§ What is expected:
Exactly how many lines in this data contain the word "reflection"? Only the number should be given.
※ ※ ※
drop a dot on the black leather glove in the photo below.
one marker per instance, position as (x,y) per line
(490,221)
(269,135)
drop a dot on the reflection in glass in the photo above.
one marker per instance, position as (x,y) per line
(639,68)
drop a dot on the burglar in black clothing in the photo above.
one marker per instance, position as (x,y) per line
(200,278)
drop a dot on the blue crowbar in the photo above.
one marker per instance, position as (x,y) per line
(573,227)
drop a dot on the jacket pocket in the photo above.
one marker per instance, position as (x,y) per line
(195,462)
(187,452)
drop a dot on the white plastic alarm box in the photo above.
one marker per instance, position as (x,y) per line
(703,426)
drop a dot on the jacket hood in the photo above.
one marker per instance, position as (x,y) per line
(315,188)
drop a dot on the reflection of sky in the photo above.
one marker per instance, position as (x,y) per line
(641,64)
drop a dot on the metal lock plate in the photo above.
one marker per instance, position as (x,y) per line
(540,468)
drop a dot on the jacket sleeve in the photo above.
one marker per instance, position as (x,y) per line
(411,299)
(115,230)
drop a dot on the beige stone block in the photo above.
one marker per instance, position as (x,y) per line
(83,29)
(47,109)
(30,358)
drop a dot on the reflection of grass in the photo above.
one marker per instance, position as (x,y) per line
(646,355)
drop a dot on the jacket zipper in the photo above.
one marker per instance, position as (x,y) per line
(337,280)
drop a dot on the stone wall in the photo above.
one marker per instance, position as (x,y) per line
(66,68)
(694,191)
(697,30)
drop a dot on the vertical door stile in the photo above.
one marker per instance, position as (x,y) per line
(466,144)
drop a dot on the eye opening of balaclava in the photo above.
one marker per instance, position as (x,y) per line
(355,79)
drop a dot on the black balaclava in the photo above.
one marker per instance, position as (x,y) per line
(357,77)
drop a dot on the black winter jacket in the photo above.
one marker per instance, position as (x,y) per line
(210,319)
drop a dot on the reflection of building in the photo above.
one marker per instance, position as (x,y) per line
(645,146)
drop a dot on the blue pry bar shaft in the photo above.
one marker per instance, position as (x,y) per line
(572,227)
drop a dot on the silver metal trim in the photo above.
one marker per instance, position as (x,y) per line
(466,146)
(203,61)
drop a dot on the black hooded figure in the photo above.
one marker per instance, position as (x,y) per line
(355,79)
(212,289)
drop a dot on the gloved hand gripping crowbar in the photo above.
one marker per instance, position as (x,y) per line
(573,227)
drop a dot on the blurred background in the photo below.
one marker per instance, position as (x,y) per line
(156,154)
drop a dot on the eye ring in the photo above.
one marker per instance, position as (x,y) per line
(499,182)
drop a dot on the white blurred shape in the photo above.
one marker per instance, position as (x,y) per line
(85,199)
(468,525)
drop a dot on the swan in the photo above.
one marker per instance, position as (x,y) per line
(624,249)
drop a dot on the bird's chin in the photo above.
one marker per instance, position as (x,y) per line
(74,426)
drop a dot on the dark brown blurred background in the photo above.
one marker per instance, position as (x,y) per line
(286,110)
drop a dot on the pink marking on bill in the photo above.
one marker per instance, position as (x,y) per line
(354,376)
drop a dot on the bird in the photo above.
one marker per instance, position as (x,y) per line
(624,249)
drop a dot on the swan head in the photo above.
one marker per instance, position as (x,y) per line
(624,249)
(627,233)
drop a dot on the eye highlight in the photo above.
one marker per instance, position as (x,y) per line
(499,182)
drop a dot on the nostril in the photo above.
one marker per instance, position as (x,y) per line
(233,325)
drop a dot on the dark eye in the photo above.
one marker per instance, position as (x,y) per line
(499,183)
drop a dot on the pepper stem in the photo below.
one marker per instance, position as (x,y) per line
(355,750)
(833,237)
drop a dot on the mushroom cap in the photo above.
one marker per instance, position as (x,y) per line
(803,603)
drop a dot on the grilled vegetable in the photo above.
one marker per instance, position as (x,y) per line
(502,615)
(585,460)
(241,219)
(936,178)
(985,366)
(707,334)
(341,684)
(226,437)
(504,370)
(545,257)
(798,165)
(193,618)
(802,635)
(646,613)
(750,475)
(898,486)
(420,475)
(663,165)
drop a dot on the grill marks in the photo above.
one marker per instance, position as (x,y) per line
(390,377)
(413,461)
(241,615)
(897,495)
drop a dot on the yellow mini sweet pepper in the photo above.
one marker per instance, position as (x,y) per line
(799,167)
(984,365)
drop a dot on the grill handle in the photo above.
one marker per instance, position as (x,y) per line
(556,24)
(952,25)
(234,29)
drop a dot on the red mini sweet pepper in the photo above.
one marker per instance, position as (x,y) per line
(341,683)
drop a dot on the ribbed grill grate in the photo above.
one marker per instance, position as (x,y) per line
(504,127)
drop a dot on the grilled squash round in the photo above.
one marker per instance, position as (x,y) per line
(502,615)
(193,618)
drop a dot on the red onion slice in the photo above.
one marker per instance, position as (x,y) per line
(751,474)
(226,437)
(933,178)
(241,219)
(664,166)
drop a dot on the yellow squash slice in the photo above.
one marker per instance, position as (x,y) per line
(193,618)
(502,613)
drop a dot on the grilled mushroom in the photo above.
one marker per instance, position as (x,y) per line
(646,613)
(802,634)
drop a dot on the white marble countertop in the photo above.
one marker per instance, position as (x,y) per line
※ ※ ※
§ Solution below:
4